Exercise input>
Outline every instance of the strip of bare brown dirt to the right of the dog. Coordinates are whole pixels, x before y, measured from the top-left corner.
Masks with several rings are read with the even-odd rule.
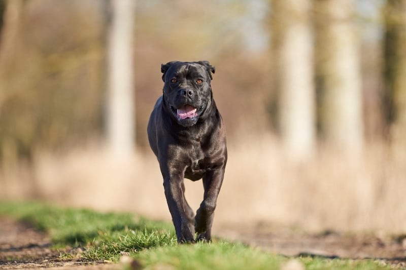
[[[406,269],[406,235],[307,234],[270,225],[219,229],[218,235],[285,256],[376,259]]]

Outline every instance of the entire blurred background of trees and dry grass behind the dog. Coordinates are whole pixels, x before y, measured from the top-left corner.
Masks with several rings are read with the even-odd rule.
[[[0,0],[0,198],[170,220],[146,125],[172,60],[216,67],[214,232],[406,232],[406,0]]]

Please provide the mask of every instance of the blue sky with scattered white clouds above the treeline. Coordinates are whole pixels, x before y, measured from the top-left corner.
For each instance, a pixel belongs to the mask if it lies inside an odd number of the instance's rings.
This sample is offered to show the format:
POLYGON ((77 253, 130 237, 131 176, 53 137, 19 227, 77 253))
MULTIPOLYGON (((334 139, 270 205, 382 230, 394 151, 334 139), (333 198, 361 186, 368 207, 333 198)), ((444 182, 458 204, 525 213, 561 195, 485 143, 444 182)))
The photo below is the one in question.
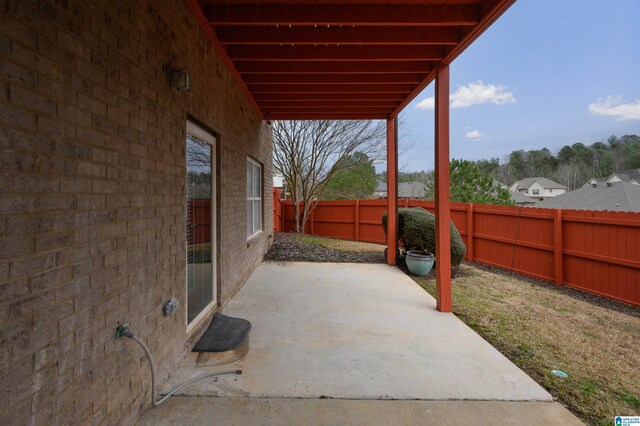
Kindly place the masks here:
MULTIPOLYGON (((640 134, 638 18, 640 0, 517 0, 450 66, 451 158, 640 134)), ((401 171, 433 169, 433 95, 402 113, 401 171)))

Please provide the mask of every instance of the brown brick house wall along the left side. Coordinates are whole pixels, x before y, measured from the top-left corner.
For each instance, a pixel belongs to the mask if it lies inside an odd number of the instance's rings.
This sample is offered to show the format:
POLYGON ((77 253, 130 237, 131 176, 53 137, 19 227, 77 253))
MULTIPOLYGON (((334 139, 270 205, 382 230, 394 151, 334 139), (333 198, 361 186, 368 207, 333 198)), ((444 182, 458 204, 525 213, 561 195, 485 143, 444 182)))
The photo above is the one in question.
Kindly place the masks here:
POLYGON ((185 122, 218 135, 218 285, 237 292, 271 242, 247 241, 247 155, 270 194, 270 131, 182 1, 0 0, 0 418, 131 424, 185 327, 185 122), (188 70, 172 90, 164 64, 188 70), (163 317, 176 296, 179 312, 163 317))

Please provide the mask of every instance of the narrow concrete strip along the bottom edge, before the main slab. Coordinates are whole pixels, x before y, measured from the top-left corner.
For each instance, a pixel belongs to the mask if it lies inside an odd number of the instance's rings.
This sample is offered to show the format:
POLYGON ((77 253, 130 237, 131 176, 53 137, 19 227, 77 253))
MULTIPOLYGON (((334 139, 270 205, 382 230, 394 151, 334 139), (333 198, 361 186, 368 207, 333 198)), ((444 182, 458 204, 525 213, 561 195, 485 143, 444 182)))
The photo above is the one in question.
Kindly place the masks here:
POLYGON ((582 425, 557 402, 175 397, 140 426, 582 425))

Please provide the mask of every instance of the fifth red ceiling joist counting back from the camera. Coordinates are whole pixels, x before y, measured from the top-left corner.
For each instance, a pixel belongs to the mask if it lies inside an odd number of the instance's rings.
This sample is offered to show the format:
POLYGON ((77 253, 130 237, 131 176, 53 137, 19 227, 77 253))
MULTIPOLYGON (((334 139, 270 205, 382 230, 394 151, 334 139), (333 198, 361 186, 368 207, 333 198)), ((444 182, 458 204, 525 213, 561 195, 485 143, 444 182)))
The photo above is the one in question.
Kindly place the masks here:
POLYGON ((418 84, 424 74, 247 74, 247 84, 418 84))

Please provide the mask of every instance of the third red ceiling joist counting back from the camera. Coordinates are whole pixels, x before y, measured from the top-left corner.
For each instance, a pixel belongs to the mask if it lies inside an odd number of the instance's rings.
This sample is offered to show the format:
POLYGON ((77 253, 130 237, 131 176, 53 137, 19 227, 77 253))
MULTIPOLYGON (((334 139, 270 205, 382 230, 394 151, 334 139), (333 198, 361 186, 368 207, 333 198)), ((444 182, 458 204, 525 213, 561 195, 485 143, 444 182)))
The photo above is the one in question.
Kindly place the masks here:
MULTIPOLYGON (((235 61, 439 61, 439 46, 228 46, 235 61)), ((397 66, 401 68, 401 66, 397 66)))

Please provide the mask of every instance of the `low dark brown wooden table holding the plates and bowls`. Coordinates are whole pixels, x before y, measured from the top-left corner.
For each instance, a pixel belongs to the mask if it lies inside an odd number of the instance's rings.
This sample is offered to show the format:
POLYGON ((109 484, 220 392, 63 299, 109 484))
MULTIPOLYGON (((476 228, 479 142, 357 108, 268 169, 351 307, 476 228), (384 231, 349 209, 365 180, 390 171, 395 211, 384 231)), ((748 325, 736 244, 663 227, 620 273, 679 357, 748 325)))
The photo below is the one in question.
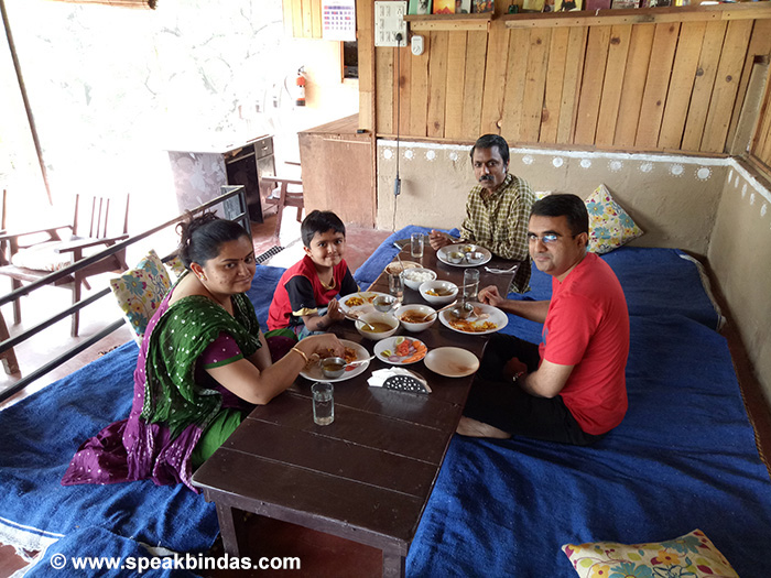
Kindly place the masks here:
MULTIPOLYGON (((437 263, 431 249, 423 262, 439 279, 461 283, 463 269, 437 263)), ((511 275, 480 270, 481 286, 492 281, 506 292, 511 275)), ((378 280, 371 288, 382 284, 378 280)), ((417 292, 405 292, 408 302, 422 299, 417 292)), ((374 341, 362 340, 350 321, 338 324, 335 334, 373 350, 374 341)), ((487 342, 485 336, 461 335, 438 320, 415 336, 428 349, 461 347, 479 358, 487 342)), ((426 378, 433 393, 370 388, 367 378, 386 367, 374 359, 360 375, 335 383, 335 422, 328 426, 314 424, 311 381, 298 378, 270 404, 256 407, 195 472, 193 483, 217 505, 228 554, 243 555, 235 517, 242 510, 380 548, 383 576, 404 575, 473 375, 445 378, 421 361, 410 368, 426 378)))

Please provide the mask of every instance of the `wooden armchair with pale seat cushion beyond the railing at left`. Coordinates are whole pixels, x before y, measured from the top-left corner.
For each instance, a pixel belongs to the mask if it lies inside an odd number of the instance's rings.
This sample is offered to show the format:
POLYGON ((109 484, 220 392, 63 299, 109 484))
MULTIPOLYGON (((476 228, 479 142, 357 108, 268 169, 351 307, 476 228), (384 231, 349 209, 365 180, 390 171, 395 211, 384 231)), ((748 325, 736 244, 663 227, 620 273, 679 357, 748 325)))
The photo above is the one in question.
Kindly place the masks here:
MULTIPOLYGON (((10 264, 0 266, 0 275, 11 277, 13 290, 22 286, 24 282, 30 283, 50 275, 56 270, 61 270, 69 263, 76 263, 88 257, 85 250, 91 249, 91 253, 104 250, 118 241, 127 239, 129 226, 129 196, 126 197, 126 214, 122 222, 122 233, 113 237, 108 236, 108 221, 110 217, 110 199, 105 197, 93 197, 90 206, 88 203, 80 205, 80 195, 75 197, 75 214, 72 223, 54 225, 40 229, 22 232, 11 232, 0 235, 0 243, 8 242, 10 264), (80 219, 80 216, 88 216, 80 219), (72 237, 63 240, 59 231, 69 230, 72 237), (39 239, 44 237, 43 242, 28 241, 24 239, 39 239), (47 237, 47 238, 46 238, 47 237)), ((122 272, 128 269, 126 264, 126 250, 110 255, 101 261, 91 263, 65 277, 55 281, 56 286, 67 286, 73 292, 73 304, 80 301, 82 287, 90 288, 88 277, 108 272, 122 272)), ((21 323, 20 299, 13 302, 13 321, 21 323)), ((70 335, 77 337, 79 329, 79 312, 73 313, 70 335)))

Goal of the exercise>
Quote the full listing above word for word; exclude every picture from the copy.

Solution for this exercise>
Outline every instance of the strip of bare brown dirt to the right of the dog. Coordinates are whole pixels, x before y, measured from the top-left corner.
Masks with several rings are read with the even-odd rule.
[[[406,269],[406,235],[307,234],[270,225],[219,229],[218,235],[285,256],[376,259]]]

Outline every instance of the entire blurred background of trees and dry grass behind the dog. Coordinates are whole pixels, x before y, measured from the top-left corner.
Masks with several rings are read with the even-odd rule.
[[[0,0],[0,198],[170,220],[146,125],[172,60],[216,67],[214,232],[406,232],[406,0]]]

Please provide the mask of every instance of the blue sky with scattered white clouds above the treeline. Coordinates are whole pixels, x before y, measured from the top-left corner.
For each instance, a pixel belongs to the mask if it lies inside an odd number of the instance's rings.
This sample is offered to show the format:
POLYGON ((77 253, 130 237, 131 176, 53 137, 19 227, 77 253))
MULTIPOLYGON (((334 139, 270 205, 382 230, 394 151, 334 139), (333 198, 361 186, 368 207, 333 198)), ((444 182, 458 204, 525 213, 561 195, 485 143, 444 182)))
The photo below is the one in question.
Kindly place the masks here:
MULTIPOLYGON (((640 134, 638 18, 640 0, 517 0, 450 66, 451 158, 640 134)), ((401 171, 433 169, 433 95, 402 113, 401 171)))

Please provide the mask of every instance of the brown brick house wall along the left side. Coordinates are whole pixels, x before y, measured from the top-left corner.
For each instance, a pixel belongs to the mask if it lies inside an odd number of the instance's rings.
This sample is offered to show the format:
POLYGON ((77 253, 130 237, 131 176, 53 137, 19 227, 77 253))
MULTIPOLYGON (((334 139, 270 205, 382 230, 394 151, 334 139), (333 198, 361 186, 368 207, 333 198)), ((444 182, 458 204, 525 213, 561 195, 485 143, 444 182)))
The photo above is the one in question.
Kindly place the masks here:
POLYGON ((185 122, 218 135, 218 285, 237 292, 271 242, 247 241, 247 155, 270 194, 270 131, 182 1, 0 0, 0 418, 131 424, 185 327, 185 122), (188 70, 172 90, 164 64, 188 70), (163 317, 176 296, 179 312, 163 317))

Please provide the mask of every instance of the narrow concrete strip along the bottom edge, before the main slab. Coordinates are whole pixels, x before y, measured from the top-left corner.
For each instance, a pixel belongs to the mask if it lies inside an odd number of the instance's rings.
This sample is offered to show the format:
POLYGON ((77 253, 130 237, 131 176, 53 137, 19 227, 77 253))
MULTIPOLYGON (((334 139, 270 205, 382 230, 394 151, 334 139), (333 198, 361 186, 368 207, 333 198)), ((444 182, 458 204, 525 213, 561 195, 485 143, 444 182)))
The photo above is the one in question.
Kindly place the masks here:
POLYGON ((582 425, 557 402, 175 397, 140 426, 582 425))

Please provide the mask of every instance of the fifth red ceiling joist counting back from the camera. Coordinates are whole pixels, x before y, measured from the top-left corner.
For each instance, a pixel belongs to the mask if it lies inside an odd number of the instance's rings.
This sample is offered to show the format:
POLYGON ((77 253, 130 237, 131 176, 53 137, 19 227, 77 253))
MULTIPOLYGON (((334 139, 270 205, 382 230, 394 151, 334 139), (333 198, 361 186, 368 207, 333 198)), ((444 182, 458 204, 525 213, 561 195, 485 143, 444 182)))
The photo above is the one in question.
Kindly place the masks here:
POLYGON ((418 84, 424 74, 247 74, 247 84, 418 84))

Please provide the mask of every instance of the third red ceiling joist counting back from the camera. Coordinates are whole pixels, x before y, measured from the top-left corner.
For each instance, a pixel belongs to the mask if it lies inside an odd number of the instance's rings.
This sample is offered to show the format:
POLYGON ((77 253, 130 237, 131 176, 53 137, 19 227, 77 253))
MULTIPOLYGON (((334 139, 270 205, 382 230, 394 151, 334 139), (333 198, 361 186, 368 207, 333 198)), ((444 182, 458 204, 525 213, 561 195, 485 143, 444 182)))
The photo above is the one in question.
Kindly place the masks here:
MULTIPOLYGON (((235 61, 439 61, 439 46, 228 46, 235 61)), ((397 66, 401 68, 401 66, 397 66)))

Please provide the mask of every instance of the `low dark brown wooden table holding the plates and bowls`. Coordinates are whole pixels, x before y, measured from the top-left corner.
For each instance, a pixel belongs to the mask if it lies inside an odd number of the instance's rings.
This sample is offered to show the format:
POLYGON ((109 484, 220 392, 63 299, 109 484))
MULTIPOLYGON (((476 228, 479 142, 357 108, 268 169, 351 307, 476 228), (384 231, 349 209, 365 180, 390 171, 395 211, 384 231)), ((748 325, 736 244, 663 227, 620 273, 679 357, 748 325)))
The photo below is the one in question.
Kindly place the masks here:
MULTIPOLYGON (((437 263, 431 249, 423 262, 439 279, 461 283, 463 269, 437 263)), ((511 275, 480 270, 481 286, 492 281, 506 292, 511 275)), ((378 280, 371 288, 382 284, 378 280)), ((417 292, 405 292, 408 302, 422 299, 417 292)), ((374 341, 362 340, 350 321, 338 324, 335 334, 373 350, 374 341)), ((487 342, 485 336, 461 335, 438 320, 415 336, 428 349, 461 347, 479 358, 487 342)), ((426 378, 433 393, 370 388, 367 378, 386 367, 374 359, 360 375, 335 383, 335 422, 328 426, 314 424, 311 381, 298 378, 270 404, 256 407, 195 472, 193 483, 217 505, 228 554, 243 555, 235 517, 242 510, 380 548, 383 576, 404 575, 473 375, 445 378, 421 361, 410 368, 426 378)))

Please provide the mask of every instance of the `wooden armchair with pale seat cushion beyond the railing at left`. Coordinates are whole pixels, x before y, measured from the top-left corner.
For each instance, a pixel belongs to the mask if it lies inside an odd number of the instance's rings.
This sample is offered to show the format:
POLYGON ((109 484, 220 392, 63 299, 109 484))
MULTIPOLYGON (((476 228, 479 142, 357 108, 268 169, 351 307, 476 228), (384 231, 349 209, 365 180, 390 171, 395 211, 384 231)), ((748 325, 736 244, 663 227, 620 273, 679 357, 748 325)))
The photo above is the one in question.
Kindly place the masks here:
MULTIPOLYGON (((10 264, 0 266, 0 275, 11 277, 13 290, 22 286, 24 282, 30 283, 50 275, 56 270, 61 270, 69 263, 76 263, 88 257, 85 250, 91 249, 91 253, 104 250, 118 241, 127 239, 129 226, 129 196, 126 197, 126 214, 122 222, 122 233, 113 237, 108 236, 108 221, 110 217, 110 199, 105 197, 93 197, 90 206, 88 203, 80 205, 80 195, 75 197, 75 214, 72 223, 54 225, 40 229, 22 232, 11 232, 0 235, 0 243, 8 242, 10 264), (80 219, 80 216, 88 216, 80 219), (72 237, 63 240, 59 231, 69 230, 72 237), (39 239, 44 237, 43 242, 28 241, 24 239, 39 239), (47 237, 47 238, 46 238, 47 237)), ((122 272, 128 269, 126 264, 126 250, 110 255, 101 261, 91 263, 65 277, 55 281, 56 286, 67 286, 73 292, 73 304, 80 301, 82 287, 90 288, 88 277, 108 272, 122 272)), ((21 323, 20 299, 13 302, 13 321, 21 323)), ((70 335, 77 337, 79 329, 79 312, 73 313, 70 335)))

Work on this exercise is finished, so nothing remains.